[appellante], wonende te [woonplaats], appellante,
de Raad van Bestuur van het Academisch Ziekenhuis Leiden, gedaagde.
I. ONTSTAAN EN LOOP VAN HET GEDING
Namens appellante is op de daartoe bij beroepschrift met bijlagen aangevoerde gronden hoger beroep ingesteld tegen de uitspraak van de rechtbank 's-Gravenhage van 26 november 2002, nr. AWB 02/725 AW, waarnaar hierbij wordt verwezen.
Namens gedaagde is een verweerschrift ingediend.
Het geding is behandeld ter zitting van 4 maart 2004, waar appellante in persoon is verschenen, bijgestaan door
mr. M.M.E. Ploegmakers, advocaat te Haarlem.
Gedaagde heeft zich laten vertegenwoordigen door mr. P.L. de Vos, werkzaam bij het Academisch Ziekenhuis Leiden.
1.1. De Raad merkt vooreerst op dat het bestreden besluit op naam is gesteld van de Raad van Bestuur van het Leids Universitair Medisch Centrum (LUMC) en dat de rechtbank in de aangevallen uitspraak in aansluiting daarop dit bestuursorgaan als verweerder heeft aangemerkt. Ter zitting is de Raad gebleken dat voor het samenwerkingsverband LUMC (nog steeds) geen formele grondslag bestaat. De Raad zal daarom in deze uitspraak gedaagde met zijn officiële naam aanduiden.
1.2. Voor een uitgebreidere weergave van de in dit geding van belang zijnde feiten en omstandigheden wordt verwezen naar de aangevallen uitspraak. De Raad volstaat met het volgende.
1.3. Appellante was sedert mei 1980 werkzaam bij het Academisch Ziekenhuis Leiden (AZL), laatstelijk fulltime als medewerkster algemene dienst. Zij heeft zich op 6 april 1999 ziek gemeld in verband met een slijmbeursontsteking in haar rechterschouder.
Op 31 januari 2000 heeft de bedrijfsarts gedaagde bericht omtrent de (blijvende) medische beperkingen van appellante en gedaagde geadviseerd om, rekening houdend met die beperkingen, een herplaatsingsonderzoek in te (laten) stellen.
1.4. Bij besluit van gedaagde van 10 februari 2000 is aan appellante op medische gronden met onmiddellijke ingang tot uiterlijk 1 mei 2001 de status van herplaatsingskandidaat verleend.
1.5. In november 2000 heeft gedaagde over appellante advies ingewonnen bij de daartoe aangewezen verzekeringsarts. Op basis van het verkregen advies van 22 januari 2001 heeft gedaagde appellante bij besluit van 17 april 2001 met ingang van
1 juni 2001 eervol ontslag verleend op grond van ongeschiktheid tot het verrichten van haar arbeid wegens ziekte. Na bezwaar heeft gedaagde dat ontslag gehandhaafd bij het thans bestreden besluit van 10 januari 2002.
2. De rechtbank heeft het beroep van appellante tegen het bestreden besluit ongegrond verklaard.

++++++

**Uit te voeren**
• a. Herschrijf de alinea van de uitspraak die begint met "De Raad merkt vooreerst op" beknopter, met behoud van de kernfeiten.
• b. Kopieer uit de uitspraak letterlijk de tekst tussen "Namens gedaagde is" en "Academisch Ziekenhuis Leiden.", beide inbegrepen.
De lijst hierna is apart materiaal en hoort niet bij de uitspraak.

**Gegevensfragmenten**
++++++

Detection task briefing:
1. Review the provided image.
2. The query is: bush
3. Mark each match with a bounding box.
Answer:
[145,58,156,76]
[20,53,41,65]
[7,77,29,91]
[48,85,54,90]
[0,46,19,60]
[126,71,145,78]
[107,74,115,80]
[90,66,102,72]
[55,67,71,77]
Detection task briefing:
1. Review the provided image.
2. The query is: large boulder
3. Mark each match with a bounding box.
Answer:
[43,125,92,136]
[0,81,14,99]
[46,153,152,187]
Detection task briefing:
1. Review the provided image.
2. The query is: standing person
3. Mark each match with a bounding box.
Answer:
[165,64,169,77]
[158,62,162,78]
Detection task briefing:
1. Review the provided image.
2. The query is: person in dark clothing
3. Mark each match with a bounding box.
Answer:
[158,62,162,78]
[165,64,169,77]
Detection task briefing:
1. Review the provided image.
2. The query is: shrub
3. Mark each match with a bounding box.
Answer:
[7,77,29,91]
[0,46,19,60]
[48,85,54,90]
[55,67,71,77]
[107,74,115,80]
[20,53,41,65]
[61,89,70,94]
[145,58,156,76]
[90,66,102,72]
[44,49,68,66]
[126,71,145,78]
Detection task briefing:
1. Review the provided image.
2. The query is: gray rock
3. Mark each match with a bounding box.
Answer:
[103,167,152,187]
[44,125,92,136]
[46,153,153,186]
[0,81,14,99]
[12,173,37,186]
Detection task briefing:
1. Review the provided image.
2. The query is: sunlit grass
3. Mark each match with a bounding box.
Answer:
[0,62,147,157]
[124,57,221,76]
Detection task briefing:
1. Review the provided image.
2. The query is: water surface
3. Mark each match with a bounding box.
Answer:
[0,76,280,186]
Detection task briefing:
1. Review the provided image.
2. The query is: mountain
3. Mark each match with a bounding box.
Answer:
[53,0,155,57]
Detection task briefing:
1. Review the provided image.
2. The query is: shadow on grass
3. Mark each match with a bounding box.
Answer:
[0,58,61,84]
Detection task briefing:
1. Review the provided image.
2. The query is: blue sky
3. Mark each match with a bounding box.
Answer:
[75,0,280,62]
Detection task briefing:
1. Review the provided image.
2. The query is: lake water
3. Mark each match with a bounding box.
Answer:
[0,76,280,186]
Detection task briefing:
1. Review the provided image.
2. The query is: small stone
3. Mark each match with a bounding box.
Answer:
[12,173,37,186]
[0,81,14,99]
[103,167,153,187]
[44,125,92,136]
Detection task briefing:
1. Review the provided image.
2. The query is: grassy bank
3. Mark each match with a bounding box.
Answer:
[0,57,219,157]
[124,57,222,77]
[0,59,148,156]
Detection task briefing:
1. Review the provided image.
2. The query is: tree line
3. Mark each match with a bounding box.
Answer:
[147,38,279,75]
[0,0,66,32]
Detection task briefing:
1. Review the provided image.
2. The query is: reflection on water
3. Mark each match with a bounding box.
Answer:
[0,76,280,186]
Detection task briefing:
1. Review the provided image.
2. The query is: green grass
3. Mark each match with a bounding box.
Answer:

++++++

**Antwoorden per opdracht**
• a. Het bestreden besluit staat op naam van de Raad van Bestuur van het LUMC, en de rechtbank heeft dat bestuursorgaan daarom als verweerder aangemerkt. Ter zitting bleek dat het samenwerkingsverband LUMC nog steeds geen formele grondslag heeft. Daarom noemt de Raad gedaagde in deze uitspraak bij zijn officiële naam.

• b.
Namens gedaagde is een verweerschrift ingediend.
Het geding is behandeld ter zitting van 4 maart 2004, waar appellante in persoon is verschenen, bijgestaan door
mr. M.M.E. Ploegmakers, advocaat te Haarlem.
Gedaagde heeft zich laten vertegenwoordigen door mr. P.L. de Vos, werkzaam bij het Academisch Ziekenhuis Leiden.